Extrait source
+-------+

Donner du sens à une station de métro…

Guy Môquet. Une station de la ligne 13 du métro parisien reliant la commune de Saint Denis à celle de Montrouge. L’une est communiste pour encore quelques mois (j’espère), l’autre est passée du rouge à la droite en 1994. Bref, une station sans âme pour la majeure partie des parisiens. Tout comme ces plaques de rues qui tentent de faire sortir de l’anonymat des pans entiers de notre histoire.
Et si, aujourd’hui, on avait donné du sens à une station de métro ?

Lire ou ne pas lire la lettre de Guy Môquet ? C’est la question -quasi existentielle- que ce sont posés bon nombre d’enseignants ce matin. Obéir ou désobéir ? (J’ai même lu sur certains sites résister !) Obéir ou désobéir au Président ? Obéir ou désobéir au SNES, le syndicat majoritaire classé (très) à gauche ? Obéir ou désobéir à sa conscience ? Beaucoup auraient peut-être aimé demander conseil à leur « petite maman chérie ».
La palme de la mauvaise foi revient à un courageux anonyme, sur le site de Rue89 (c’est drôle de voir que systématiquement, sur les blogs, les commentaires extrêmes, voire même très cons, sont anonymes) : « La lecture publique et obligatoire de la lettre de Guy Môquet par les enseignants est un signe d’obscène propagande nationaliste, et les enseignants sont utilisés sans vergogne, larmoyage honteux. Nous sommes tous des Guy Môquet, résistons comme il l’a fait. Profs de tous bords, résistez, vous aussi. C’est le seul message des résistants qui ont payé notre ancienne liberté de leur vie. »
Où là, diable, comme il y va, ce courageux résistant de la plume… Je lui conseille de relire le dictionnaire de l’Académie Française à la lettre N. N comme nationalisme ou N comme nation. Il verra qu’il y a loin de la définition à la pensée sous-jacente qui déborde de son commentaire.

+-------+

Lignes de données
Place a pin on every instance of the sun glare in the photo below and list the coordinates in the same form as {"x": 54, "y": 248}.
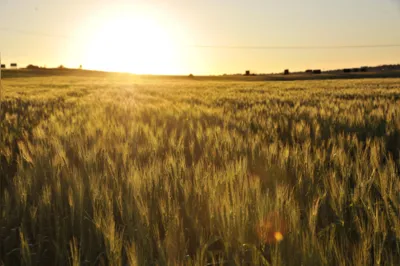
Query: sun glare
{"x": 132, "y": 44}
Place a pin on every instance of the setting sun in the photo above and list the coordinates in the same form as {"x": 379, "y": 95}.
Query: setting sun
{"x": 131, "y": 43}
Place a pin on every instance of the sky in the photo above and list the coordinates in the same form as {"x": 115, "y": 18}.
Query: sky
{"x": 200, "y": 37}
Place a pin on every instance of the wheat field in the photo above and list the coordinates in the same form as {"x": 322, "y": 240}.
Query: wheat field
{"x": 135, "y": 171}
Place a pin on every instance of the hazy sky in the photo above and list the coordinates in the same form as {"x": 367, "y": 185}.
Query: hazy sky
{"x": 161, "y": 36}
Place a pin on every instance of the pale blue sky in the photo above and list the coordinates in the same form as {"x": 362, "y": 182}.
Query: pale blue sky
{"x": 53, "y": 32}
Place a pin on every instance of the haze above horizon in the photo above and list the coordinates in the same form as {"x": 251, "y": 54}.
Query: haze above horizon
{"x": 200, "y": 37}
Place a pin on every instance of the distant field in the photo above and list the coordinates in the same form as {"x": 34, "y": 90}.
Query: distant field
{"x": 126, "y": 170}
{"x": 25, "y": 73}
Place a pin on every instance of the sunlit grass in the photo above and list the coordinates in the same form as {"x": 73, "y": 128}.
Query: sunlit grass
{"x": 132, "y": 171}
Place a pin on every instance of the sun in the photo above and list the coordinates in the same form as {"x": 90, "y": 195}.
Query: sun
{"x": 132, "y": 43}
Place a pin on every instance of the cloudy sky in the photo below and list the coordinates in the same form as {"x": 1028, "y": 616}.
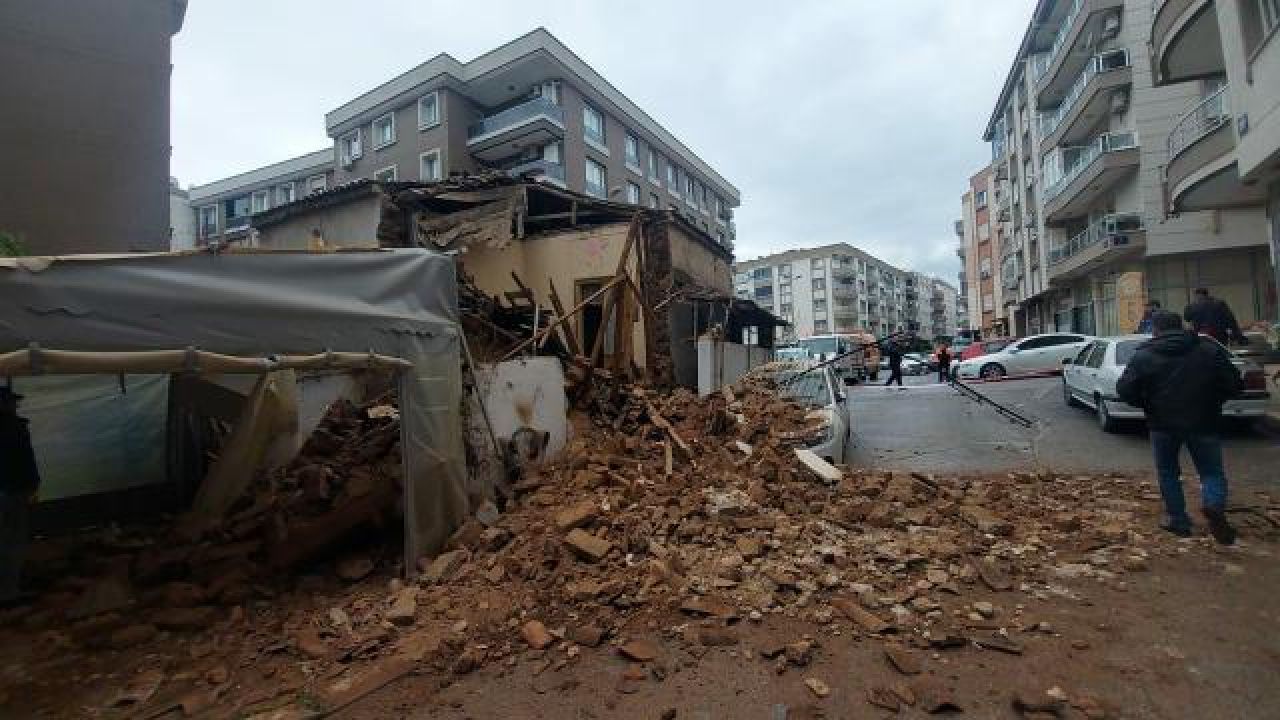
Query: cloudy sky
{"x": 839, "y": 122}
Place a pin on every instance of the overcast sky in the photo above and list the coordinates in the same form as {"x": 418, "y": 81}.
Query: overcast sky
{"x": 837, "y": 121}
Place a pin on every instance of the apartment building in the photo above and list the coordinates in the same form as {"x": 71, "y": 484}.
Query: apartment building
{"x": 833, "y": 288}
{"x": 1082, "y": 136}
{"x": 1224, "y": 153}
{"x": 223, "y": 208}
{"x": 530, "y": 108}
{"x": 85, "y": 115}
{"x": 979, "y": 236}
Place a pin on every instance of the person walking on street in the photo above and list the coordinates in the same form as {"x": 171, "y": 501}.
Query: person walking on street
{"x": 895, "y": 364}
{"x": 1144, "y": 323}
{"x": 1182, "y": 381}
{"x": 944, "y": 363}
{"x": 19, "y": 479}
{"x": 1212, "y": 317}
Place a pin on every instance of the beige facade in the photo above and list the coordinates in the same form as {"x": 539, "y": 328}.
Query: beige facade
{"x": 85, "y": 115}
{"x": 1097, "y": 149}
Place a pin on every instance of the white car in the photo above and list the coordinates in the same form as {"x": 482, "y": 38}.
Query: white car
{"x": 819, "y": 391}
{"x": 1091, "y": 378}
{"x": 1034, "y": 354}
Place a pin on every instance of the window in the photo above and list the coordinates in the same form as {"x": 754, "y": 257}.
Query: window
{"x": 208, "y": 220}
{"x": 593, "y": 124}
{"x": 351, "y": 147}
{"x": 595, "y": 180}
{"x": 384, "y": 131}
{"x": 632, "y": 154}
{"x": 429, "y": 110}
{"x": 429, "y": 167}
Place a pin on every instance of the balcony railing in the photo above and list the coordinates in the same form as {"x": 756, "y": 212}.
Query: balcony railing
{"x": 1082, "y": 156}
{"x": 1041, "y": 63}
{"x": 1111, "y": 229}
{"x": 1206, "y": 117}
{"x": 519, "y": 114}
{"x": 1097, "y": 64}
{"x": 543, "y": 168}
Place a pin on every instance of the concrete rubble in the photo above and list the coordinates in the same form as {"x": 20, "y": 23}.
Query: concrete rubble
{"x": 608, "y": 550}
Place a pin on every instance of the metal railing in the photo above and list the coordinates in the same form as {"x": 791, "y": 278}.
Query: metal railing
{"x": 1045, "y": 60}
{"x": 1207, "y": 115}
{"x": 517, "y": 114}
{"x": 1097, "y": 64}
{"x": 544, "y": 168}
{"x": 1083, "y": 155}
{"x": 1110, "y": 229}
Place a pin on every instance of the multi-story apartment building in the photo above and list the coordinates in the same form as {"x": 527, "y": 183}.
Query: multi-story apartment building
{"x": 979, "y": 235}
{"x": 530, "y": 106}
{"x": 833, "y": 288}
{"x": 85, "y": 119}
{"x": 1225, "y": 151}
{"x": 223, "y": 208}
{"x": 1080, "y": 141}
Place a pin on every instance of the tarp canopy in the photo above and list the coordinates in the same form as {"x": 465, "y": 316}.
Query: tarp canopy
{"x": 391, "y": 302}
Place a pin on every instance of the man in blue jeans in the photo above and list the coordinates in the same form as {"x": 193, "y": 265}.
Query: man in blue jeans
{"x": 1180, "y": 381}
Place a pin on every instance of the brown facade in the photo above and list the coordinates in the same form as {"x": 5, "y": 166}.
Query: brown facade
{"x": 85, "y": 110}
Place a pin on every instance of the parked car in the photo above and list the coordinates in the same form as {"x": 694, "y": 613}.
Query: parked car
{"x": 1091, "y": 378}
{"x": 821, "y": 391}
{"x": 1034, "y": 354}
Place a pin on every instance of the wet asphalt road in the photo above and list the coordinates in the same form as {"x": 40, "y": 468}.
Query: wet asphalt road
{"x": 931, "y": 428}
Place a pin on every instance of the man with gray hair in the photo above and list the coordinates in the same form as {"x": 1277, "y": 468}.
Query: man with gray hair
{"x": 1182, "y": 381}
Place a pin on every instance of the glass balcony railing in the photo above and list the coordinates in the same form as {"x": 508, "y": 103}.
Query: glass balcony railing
{"x": 1114, "y": 229}
{"x": 1206, "y": 117}
{"x": 542, "y": 168}
{"x": 1041, "y": 63}
{"x": 516, "y": 115}
{"x": 1077, "y": 159}
{"x": 1097, "y": 64}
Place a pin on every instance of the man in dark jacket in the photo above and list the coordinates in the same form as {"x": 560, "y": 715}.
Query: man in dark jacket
{"x": 895, "y": 363}
{"x": 1212, "y": 317}
{"x": 19, "y": 479}
{"x": 1182, "y": 381}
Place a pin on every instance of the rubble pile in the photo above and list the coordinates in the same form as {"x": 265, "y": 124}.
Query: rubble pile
{"x": 675, "y": 527}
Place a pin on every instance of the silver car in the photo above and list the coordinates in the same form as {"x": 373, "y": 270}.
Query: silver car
{"x": 1091, "y": 378}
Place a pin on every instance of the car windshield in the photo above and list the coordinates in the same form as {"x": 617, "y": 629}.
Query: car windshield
{"x": 807, "y": 388}
{"x": 1125, "y": 350}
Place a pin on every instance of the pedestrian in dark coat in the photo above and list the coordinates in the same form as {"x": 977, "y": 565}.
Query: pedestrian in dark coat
{"x": 19, "y": 479}
{"x": 1212, "y": 317}
{"x": 1180, "y": 381}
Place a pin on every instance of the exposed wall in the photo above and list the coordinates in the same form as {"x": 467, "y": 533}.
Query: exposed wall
{"x": 85, "y": 110}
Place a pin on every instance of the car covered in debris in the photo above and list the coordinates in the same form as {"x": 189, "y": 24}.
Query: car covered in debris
{"x": 1089, "y": 379}
{"x": 819, "y": 390}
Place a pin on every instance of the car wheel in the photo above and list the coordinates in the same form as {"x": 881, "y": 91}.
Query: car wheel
{"x": 1068, "y": 396}
{"x": 1106, "y": 422}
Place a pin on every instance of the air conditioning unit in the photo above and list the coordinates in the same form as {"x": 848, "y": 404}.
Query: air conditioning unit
{"x": 1119, "y": 101}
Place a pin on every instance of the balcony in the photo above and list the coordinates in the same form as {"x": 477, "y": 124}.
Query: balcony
{"x": 529, "y": 124}
{"x": 552, "y": 172}
{"x": 1203, "y": 171}
{"x": 1111, "y": 238}
{"x": 1184, "y": 41}
{"x": 1091, "y": 96}
{"x": 1088, "y": 172}
{"x": 1054, "y": 71}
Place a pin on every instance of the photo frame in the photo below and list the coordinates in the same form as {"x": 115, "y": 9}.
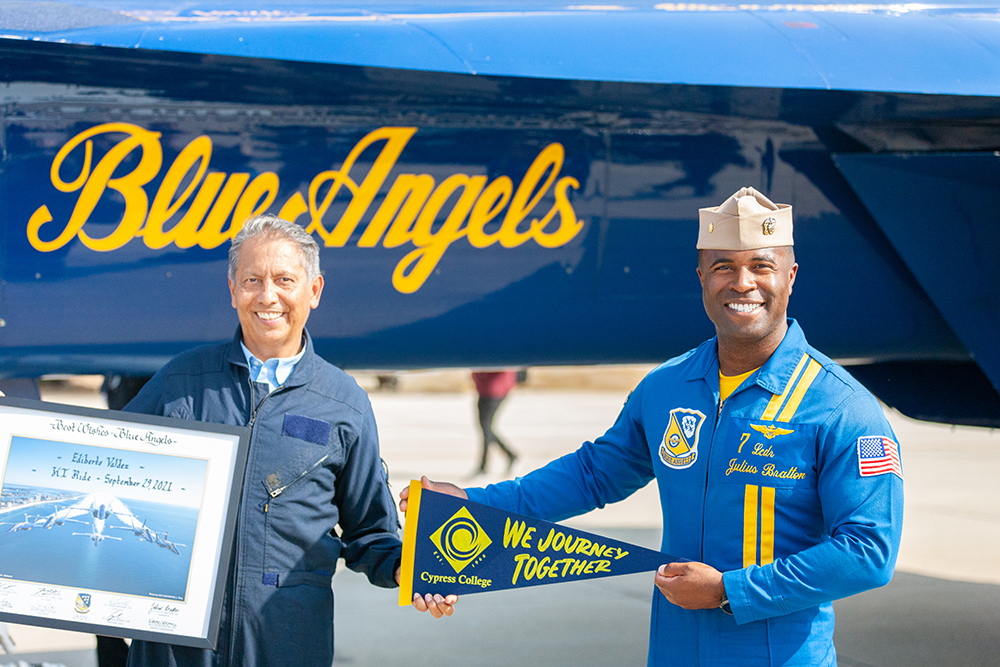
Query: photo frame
{"x": 115, "y": 523}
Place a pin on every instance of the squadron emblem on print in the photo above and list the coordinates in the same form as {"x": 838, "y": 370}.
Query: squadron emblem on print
{"x": 679, "y": 448}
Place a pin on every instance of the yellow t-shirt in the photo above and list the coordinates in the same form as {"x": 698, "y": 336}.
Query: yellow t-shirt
{"x": 727, "y": 384}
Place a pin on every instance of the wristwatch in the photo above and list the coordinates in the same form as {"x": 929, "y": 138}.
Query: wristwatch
{"x": 724, "y": 605}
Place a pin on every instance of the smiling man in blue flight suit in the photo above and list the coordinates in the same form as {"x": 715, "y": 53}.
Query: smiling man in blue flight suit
{"x": 313, "y": 462}
{"x": 779, "y": 476}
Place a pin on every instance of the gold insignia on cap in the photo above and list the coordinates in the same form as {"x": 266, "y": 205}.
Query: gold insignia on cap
{"x": 746, "y": 221}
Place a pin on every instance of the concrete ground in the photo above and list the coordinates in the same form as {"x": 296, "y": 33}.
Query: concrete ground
{"x": 942, "y": 607}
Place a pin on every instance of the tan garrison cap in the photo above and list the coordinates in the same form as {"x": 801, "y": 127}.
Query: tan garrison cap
{"x": 746, "y": 221}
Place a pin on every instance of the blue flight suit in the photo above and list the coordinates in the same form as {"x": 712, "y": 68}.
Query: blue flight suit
{"x": 767, "y": 488}
{"x": 313, "y": 464}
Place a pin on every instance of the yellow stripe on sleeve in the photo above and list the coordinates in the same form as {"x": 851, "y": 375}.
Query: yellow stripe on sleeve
{"x": 777, "y": 400}
{"x": 766, "y": 525}
{"x": 812, "y": 370}
{"x": 750, "y": 526}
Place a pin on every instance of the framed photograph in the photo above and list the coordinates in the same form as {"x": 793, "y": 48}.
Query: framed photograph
{"x": 115, "y": 523}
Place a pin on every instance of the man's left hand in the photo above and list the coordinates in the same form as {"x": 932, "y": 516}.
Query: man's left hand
{"x": 691, "y": 585}
{"x": 436, "y": 604}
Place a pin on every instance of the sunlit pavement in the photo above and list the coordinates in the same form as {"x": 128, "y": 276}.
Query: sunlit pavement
{"x": 942, "y": 607}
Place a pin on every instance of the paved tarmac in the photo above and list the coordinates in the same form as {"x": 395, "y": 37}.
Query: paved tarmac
{"x": 941, "y": 608}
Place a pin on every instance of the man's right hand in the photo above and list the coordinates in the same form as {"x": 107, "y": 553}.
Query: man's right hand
{"x": 440, "y": 487}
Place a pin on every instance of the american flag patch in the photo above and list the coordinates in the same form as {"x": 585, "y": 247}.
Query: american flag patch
{"x": 878, "y": 455}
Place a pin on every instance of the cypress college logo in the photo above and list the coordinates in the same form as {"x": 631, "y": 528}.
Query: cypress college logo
{"x": 679, "y": 448}
{"x": 461, "y": 540}
{"x": 82, "y": 603}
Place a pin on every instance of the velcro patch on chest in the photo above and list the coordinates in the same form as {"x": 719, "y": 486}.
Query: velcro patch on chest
{"x": 311, "y": 430}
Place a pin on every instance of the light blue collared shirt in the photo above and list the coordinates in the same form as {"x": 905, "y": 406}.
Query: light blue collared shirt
{"x": 272, "y": 372}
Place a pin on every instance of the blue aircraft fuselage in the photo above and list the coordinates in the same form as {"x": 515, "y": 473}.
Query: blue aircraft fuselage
{"x": 497, "y": 185}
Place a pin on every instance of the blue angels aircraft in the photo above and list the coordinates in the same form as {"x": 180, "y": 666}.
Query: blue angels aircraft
{"x": 101, "y": 507}
{"x": 496, "y": 183}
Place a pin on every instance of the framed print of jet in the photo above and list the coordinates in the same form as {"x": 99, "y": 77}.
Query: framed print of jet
{"x": 116, "y": 523}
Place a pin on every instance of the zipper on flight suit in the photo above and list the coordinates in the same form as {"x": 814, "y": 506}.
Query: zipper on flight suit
{"x": 235, "y": 613}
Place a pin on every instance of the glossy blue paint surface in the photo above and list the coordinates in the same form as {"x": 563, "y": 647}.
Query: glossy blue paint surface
{"x": 657, "y": 113}
{"x": 941, "y": 49}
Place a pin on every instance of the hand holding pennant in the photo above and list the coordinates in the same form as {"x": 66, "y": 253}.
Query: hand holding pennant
{"x": 453, "y": 546}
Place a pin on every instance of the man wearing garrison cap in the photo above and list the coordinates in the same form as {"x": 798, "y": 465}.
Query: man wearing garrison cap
{"x": 779, "y": 477}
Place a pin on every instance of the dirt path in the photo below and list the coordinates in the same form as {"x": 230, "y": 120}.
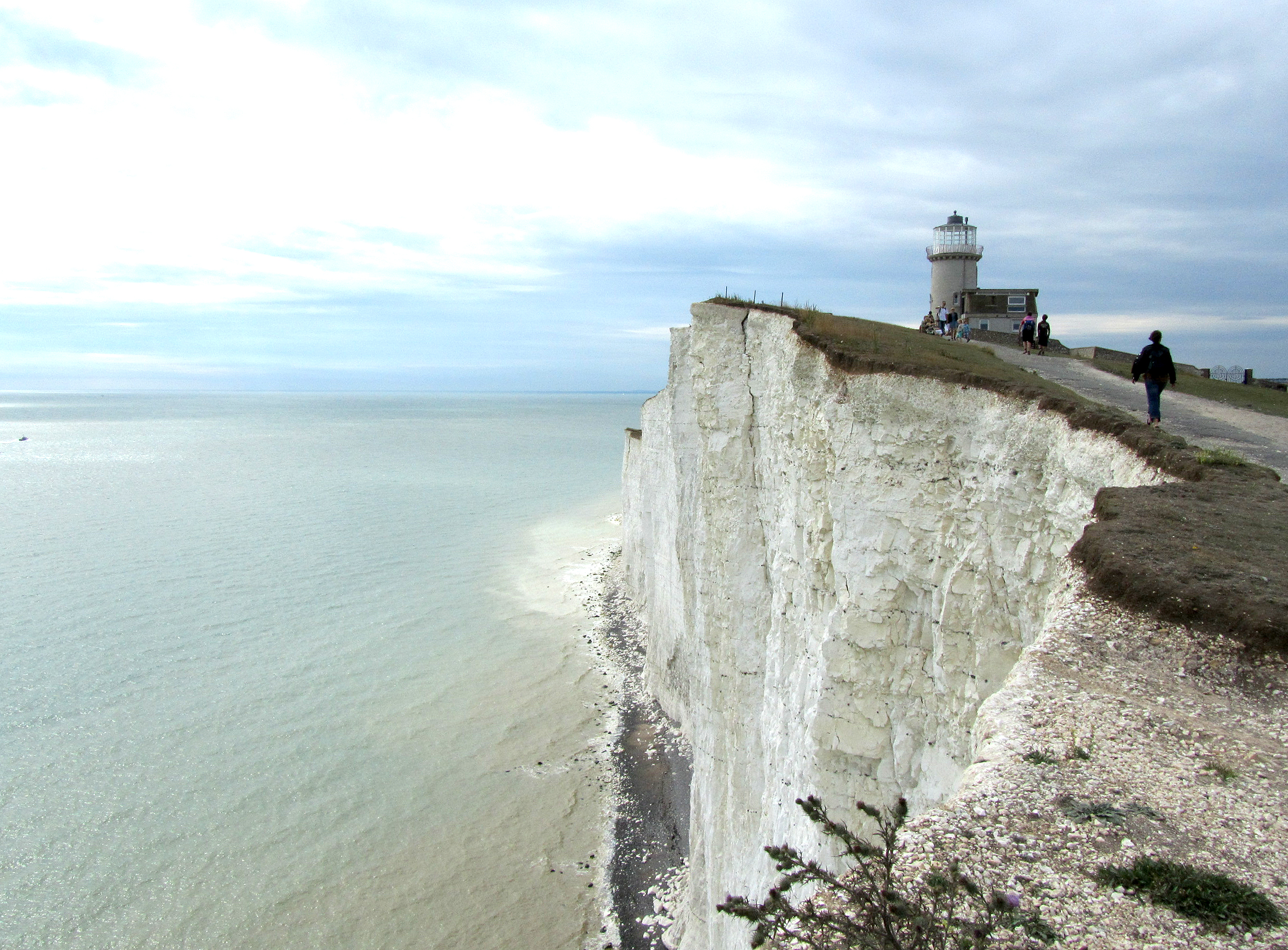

+-------+

Retapez à l’identique le passage du billet sur la station Guy Môquet qui va de « Donner du sens » jusqu’à « de notre histoire. ».

Réponse attendue
Donner du sens à une station de métro…

Guy Môquet. Une station de la ligne 13 du métro parisien reliant la commune de Saint Denis à celle de Montrouge. L’une est communiste pour encore quelques mois (j’espère), l’autre est passée du rouge à la droite en 1994. Bref, une station sans âme pour la majeure partie des parisiens. Tout comme ces plaques de rues qui tentent de faire sortir de l’anonymat des pans entiers de notre histoire.